__Short problem 1__: Give back the entries from the line holding "[trace] wooden fence" through the end of the entries, inclusive, with "wooden fence" replaced by "stone wall" and nothing else changed. Leave the pictures out.

☆ ☆ ☆

# Prevent Dust into lenses



## duydaniel (Jun 27, 2013)

I just think of this method.
What do you think?

It should prevent dust from coming into the lens when zoom in and out.


----------



## Grumbaki (Jun 27, 2013)

What about vignetting?

What about the poor red ring that gets hidden?


----------



## duydaniel (Jun 27, 2013)

You won't have vignetting because the tube thing is behind the hood.
I couldn't care less about red ring. In fact, I taped the Canon 5D 3 with the word canon altogether.


----------



## neuroanatomist (Jun 27, 2013)

Why? The 24-105L already has "dust- and moisture-resistant construction."


----------



## duydaniel (Jun 27, 2013)

I thought of this hoping it could work in general including lenses that don't have dust/weather resistance.

On the other hand, lenses will get dust eventually, I just hope it would slow down the process and keep the value longer. Additionally, it will make your equipment ugly your equipment to deter thief etc...


----------



## adhocphotographer (Jun 27, 2013)

☆ ☆ ☆

__Short problem 2__: Write out the forum thread on keeping dust out of lenses between "On the other" and "deter thief etc...", inclusive.

__Input__:
☆ ☆ ☆

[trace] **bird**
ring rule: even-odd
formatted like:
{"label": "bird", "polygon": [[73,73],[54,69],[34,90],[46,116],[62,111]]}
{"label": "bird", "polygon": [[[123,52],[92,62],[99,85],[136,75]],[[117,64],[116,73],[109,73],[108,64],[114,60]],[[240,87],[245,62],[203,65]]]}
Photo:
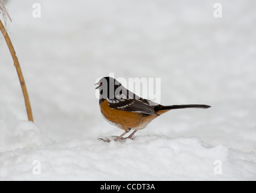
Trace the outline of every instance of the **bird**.
{"label": "bird", "polygon": [[[114,78],[101,78],[95,85],[100,90],[99,105],[103,118],[110,124],[124,130],[114,139],[131,139],[138,130],[144,128],[152,121],[170,110],[185,108],[208,109],[206,104],[181,104],[162,106],[142,98],[124,87]],[[131,130],[134,130],[127,138],[123,138]],[[98,139],[106,142],[109,139]]]}

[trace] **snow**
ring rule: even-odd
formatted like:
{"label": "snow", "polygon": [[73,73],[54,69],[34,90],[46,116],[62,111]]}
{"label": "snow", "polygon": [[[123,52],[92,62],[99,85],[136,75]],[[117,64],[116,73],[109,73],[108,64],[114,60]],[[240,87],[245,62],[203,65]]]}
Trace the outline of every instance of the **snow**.
{"label": "snow", "polygon": [[[35,123],[2,37],[0,180],[255,180],[255,2],[219,2],[222,18],[214,1],[7,1]],[[212,107],[173,110],[133,140],[105,143],[123,133],[95,96],[110,73],[161,78],[164,105]]]}

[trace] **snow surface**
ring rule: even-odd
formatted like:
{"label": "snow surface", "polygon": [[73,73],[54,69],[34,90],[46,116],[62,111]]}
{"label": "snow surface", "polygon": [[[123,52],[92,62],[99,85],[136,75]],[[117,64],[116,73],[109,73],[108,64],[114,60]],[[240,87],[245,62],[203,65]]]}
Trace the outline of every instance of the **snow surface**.
{"label": "snow surface", "polygon": [[[256,2],[219,2],[216,19],[214,1],[7,1],[35,124],[2,37],[0,180],[256,180]],[[133,140],[99,141],[123,133],[95,95],[112,72],[160,77],[164,105],[212,107],[171,111]]]}

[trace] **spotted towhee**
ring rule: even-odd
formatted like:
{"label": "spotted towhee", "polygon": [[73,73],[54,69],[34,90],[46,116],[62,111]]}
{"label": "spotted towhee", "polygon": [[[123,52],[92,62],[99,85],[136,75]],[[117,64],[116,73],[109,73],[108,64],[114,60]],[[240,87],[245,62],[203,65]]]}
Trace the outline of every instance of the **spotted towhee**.
{"label": "spotted towhee", "polygon": [[[205,104],[162,106],[142,98],[126,89],[117,80],[102,78],[95,84],[100,89],[100,108],[102,115],[110,124],[123,129],[125,132],[114,139],[131,139],[138,130],[144,128],[151,121],[170,110],[185,108],[207,109]],[[130,130],[134,131],[126,138],[123,136]],[[110,142],[109,139],[103,139]]]}

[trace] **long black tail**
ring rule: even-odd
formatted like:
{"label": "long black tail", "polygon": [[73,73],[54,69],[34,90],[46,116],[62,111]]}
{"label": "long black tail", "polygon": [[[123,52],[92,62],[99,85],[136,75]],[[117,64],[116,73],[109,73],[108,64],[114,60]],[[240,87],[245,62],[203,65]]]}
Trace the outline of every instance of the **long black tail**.
{"label": "long black tail", "polygon": [[208,109],[211,106],[206,104],[181,104],[181,105],[171,105],[168,106],[156,106],[155,107],[154,110],[155,111],[161,110],[171,110],[177,109],[185,109],[185,108],[201,108],[201,109]]}

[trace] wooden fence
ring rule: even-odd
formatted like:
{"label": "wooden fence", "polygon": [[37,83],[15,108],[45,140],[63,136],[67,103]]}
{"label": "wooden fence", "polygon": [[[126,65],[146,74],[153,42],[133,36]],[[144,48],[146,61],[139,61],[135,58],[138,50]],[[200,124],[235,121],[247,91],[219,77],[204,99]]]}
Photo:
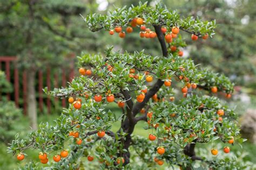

☆ ☆ ☆

__Correct output 1__:
[trace] stone wall
ring rule: even-odd
formatted like:
{"label": "stone wall", "polygon": [[37,83],[15,108],[45,140],[63,136],[67,103]]}
{"label": "stone wall", "polygon": [[[126,65],[146,74],[153,42],[133,36]],[[144,48],[146,61],[139,61],[135,58],[138,50]],[[200,124],[235,121],[247,91],[219,77],[204,99]]]}
Photo:

__Correct output 2__:
On the other hand, lenses will get dust eventually, I just hope it would slow down the process and keep the value longer. Additionally, it will make your equipment ugly your equipment to deter thief etc...